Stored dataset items
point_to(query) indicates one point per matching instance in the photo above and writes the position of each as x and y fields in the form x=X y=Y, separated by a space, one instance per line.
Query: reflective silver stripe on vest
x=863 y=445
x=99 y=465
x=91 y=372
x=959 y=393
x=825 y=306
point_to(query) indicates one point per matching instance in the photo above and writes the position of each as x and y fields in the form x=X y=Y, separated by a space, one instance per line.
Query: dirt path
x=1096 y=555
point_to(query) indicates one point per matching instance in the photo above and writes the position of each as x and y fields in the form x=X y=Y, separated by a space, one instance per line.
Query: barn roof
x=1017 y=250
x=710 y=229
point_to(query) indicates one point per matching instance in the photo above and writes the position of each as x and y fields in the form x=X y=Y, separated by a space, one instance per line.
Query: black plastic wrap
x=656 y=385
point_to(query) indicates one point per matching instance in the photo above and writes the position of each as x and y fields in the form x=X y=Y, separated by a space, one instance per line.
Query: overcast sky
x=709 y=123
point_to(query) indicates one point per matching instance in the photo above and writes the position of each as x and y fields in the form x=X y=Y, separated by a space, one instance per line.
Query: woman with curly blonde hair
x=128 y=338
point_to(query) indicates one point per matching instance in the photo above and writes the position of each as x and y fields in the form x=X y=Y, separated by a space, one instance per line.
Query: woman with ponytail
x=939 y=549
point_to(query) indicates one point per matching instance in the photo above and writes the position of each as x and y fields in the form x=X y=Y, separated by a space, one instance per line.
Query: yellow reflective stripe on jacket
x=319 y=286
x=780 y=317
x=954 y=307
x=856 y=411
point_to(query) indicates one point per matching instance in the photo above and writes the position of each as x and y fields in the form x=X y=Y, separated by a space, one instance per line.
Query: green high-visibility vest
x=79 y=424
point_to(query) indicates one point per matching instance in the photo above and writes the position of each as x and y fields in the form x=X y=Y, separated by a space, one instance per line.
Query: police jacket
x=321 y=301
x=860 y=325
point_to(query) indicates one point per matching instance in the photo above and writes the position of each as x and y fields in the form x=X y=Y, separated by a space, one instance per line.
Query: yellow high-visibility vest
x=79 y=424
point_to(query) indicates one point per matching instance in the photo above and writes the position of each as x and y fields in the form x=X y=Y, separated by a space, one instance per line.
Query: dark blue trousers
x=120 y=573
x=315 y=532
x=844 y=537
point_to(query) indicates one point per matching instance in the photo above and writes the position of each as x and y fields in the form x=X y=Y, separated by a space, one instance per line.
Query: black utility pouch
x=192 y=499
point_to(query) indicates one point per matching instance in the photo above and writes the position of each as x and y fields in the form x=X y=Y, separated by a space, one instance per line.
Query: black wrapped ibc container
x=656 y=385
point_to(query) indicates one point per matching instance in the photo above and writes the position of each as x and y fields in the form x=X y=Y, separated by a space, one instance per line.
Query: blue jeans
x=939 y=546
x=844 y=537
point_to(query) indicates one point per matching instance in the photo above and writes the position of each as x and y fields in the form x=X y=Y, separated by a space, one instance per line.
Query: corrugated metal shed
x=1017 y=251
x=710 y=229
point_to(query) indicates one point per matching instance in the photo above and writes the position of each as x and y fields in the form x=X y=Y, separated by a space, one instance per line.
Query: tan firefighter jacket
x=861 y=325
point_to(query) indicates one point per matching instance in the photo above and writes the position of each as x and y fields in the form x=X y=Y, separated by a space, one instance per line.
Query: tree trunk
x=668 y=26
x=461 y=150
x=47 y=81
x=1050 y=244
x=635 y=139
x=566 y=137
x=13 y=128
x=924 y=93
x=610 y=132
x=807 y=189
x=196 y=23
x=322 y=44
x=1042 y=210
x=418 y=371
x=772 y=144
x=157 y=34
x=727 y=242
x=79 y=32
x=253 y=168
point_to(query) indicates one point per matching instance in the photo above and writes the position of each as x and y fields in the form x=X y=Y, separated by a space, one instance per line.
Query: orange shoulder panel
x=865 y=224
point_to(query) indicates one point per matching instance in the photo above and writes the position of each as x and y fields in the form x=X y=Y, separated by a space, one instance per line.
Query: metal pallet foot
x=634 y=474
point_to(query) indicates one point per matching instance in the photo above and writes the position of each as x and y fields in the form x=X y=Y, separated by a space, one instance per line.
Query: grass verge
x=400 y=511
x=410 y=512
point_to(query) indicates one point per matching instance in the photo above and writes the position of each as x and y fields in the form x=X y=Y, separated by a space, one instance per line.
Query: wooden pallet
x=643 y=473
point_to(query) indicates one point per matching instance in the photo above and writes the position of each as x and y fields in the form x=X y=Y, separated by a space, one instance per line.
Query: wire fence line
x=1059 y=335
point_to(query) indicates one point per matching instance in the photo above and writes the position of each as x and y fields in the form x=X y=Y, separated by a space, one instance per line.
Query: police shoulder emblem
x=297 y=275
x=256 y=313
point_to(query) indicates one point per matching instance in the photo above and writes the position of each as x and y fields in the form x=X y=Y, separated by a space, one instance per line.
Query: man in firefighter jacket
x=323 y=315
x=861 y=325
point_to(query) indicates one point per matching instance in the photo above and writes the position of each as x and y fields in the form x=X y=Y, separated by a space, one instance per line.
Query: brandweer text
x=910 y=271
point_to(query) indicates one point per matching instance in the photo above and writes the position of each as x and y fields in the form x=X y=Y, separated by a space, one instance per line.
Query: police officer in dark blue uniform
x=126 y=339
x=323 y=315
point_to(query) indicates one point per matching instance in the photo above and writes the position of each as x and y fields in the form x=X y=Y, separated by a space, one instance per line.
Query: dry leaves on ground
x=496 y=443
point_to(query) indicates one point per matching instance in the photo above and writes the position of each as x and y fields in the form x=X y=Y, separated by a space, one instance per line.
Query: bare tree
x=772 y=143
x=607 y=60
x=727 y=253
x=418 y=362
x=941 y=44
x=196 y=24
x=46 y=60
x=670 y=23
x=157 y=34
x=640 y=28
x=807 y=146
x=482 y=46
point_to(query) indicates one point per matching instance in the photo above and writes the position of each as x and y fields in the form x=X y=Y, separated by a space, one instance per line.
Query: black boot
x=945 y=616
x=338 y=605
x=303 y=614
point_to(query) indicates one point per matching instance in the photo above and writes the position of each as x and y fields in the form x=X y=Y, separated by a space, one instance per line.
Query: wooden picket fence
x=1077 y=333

...

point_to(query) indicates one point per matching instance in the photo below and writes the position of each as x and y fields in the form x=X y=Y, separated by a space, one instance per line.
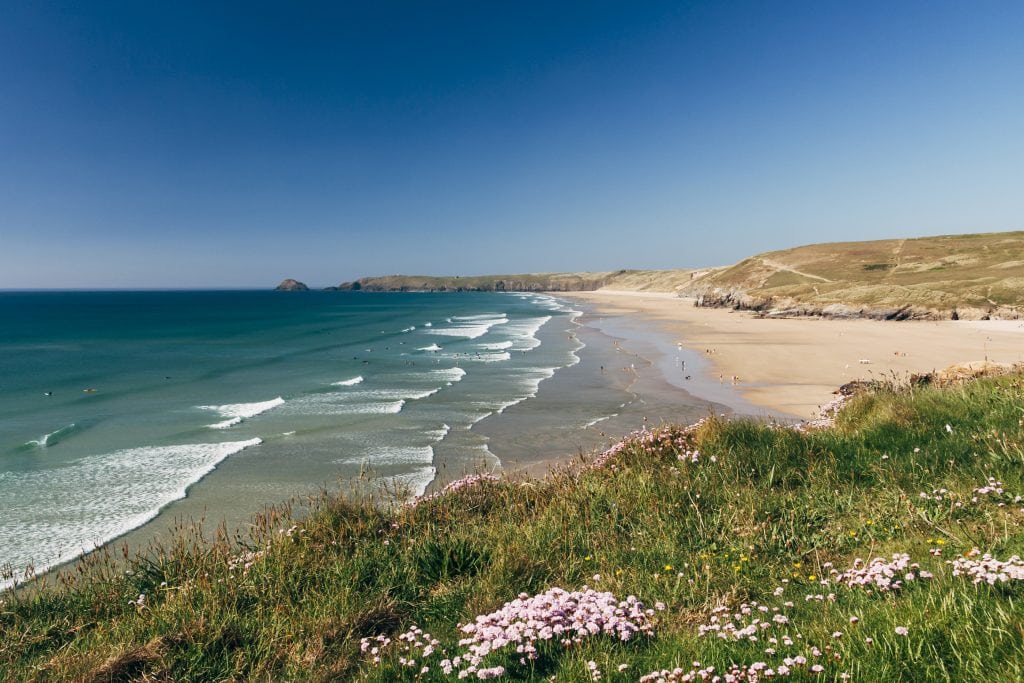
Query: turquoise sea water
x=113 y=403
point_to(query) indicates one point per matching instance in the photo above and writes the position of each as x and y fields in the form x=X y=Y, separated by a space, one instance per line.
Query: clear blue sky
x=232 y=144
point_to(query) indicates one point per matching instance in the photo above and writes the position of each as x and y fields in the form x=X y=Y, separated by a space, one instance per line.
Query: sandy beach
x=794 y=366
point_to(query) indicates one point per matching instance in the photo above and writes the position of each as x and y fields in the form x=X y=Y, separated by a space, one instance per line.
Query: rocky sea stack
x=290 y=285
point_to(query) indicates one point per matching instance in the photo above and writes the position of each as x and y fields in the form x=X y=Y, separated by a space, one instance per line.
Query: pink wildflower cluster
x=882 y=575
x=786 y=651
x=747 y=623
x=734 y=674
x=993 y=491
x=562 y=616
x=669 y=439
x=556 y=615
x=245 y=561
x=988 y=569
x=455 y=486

...

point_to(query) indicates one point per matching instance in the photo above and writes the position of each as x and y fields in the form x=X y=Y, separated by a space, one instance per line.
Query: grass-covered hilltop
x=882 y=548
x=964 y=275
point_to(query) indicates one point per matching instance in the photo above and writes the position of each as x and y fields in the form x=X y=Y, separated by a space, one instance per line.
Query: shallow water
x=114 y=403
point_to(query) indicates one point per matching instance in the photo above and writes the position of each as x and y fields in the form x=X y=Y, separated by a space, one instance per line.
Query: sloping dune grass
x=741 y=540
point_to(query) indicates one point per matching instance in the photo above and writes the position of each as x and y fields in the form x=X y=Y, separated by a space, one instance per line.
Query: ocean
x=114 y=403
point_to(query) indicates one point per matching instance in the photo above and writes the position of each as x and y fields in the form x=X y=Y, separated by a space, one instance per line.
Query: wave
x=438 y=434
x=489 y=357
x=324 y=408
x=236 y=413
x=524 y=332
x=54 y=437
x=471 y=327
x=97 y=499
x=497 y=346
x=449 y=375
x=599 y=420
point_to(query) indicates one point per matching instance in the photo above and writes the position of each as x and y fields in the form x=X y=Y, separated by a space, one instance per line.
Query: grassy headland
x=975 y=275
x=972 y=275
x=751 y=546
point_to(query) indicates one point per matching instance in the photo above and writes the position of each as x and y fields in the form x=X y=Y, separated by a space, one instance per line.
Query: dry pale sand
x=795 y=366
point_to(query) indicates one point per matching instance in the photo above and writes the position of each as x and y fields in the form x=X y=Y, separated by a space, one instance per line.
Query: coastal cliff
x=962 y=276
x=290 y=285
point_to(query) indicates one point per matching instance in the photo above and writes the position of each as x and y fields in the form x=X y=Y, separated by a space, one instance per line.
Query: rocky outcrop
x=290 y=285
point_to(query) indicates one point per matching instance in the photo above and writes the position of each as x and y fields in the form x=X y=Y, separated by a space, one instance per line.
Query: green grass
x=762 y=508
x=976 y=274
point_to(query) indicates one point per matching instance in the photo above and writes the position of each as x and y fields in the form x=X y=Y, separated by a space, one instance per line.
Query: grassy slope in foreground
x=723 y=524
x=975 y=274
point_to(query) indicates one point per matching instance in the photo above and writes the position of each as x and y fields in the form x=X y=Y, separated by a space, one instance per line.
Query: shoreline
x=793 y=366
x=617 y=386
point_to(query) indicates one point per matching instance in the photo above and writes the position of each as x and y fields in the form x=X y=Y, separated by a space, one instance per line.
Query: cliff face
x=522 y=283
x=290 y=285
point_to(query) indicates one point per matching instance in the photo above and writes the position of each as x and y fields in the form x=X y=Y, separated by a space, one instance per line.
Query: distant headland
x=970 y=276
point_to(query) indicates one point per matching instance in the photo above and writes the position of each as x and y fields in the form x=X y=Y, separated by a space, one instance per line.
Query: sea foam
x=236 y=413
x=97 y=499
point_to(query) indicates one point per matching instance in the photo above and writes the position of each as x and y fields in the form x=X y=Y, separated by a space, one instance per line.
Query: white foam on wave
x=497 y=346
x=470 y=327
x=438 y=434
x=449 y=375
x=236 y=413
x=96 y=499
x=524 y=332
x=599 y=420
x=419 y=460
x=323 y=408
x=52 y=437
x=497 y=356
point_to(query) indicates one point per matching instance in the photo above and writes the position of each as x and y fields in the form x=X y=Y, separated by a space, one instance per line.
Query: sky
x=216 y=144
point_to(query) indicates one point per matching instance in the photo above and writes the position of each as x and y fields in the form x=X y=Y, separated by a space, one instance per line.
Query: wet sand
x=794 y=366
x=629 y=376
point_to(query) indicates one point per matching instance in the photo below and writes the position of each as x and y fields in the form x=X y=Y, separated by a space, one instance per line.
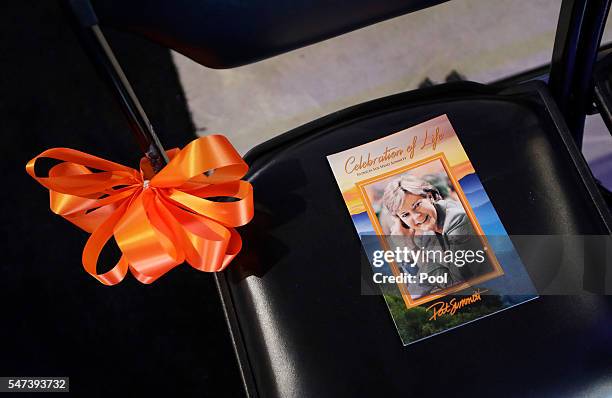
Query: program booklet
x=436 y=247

[Problem requirements] How many lines of the data above contain the word "headland"? Reply with the number alone.

[In response] 2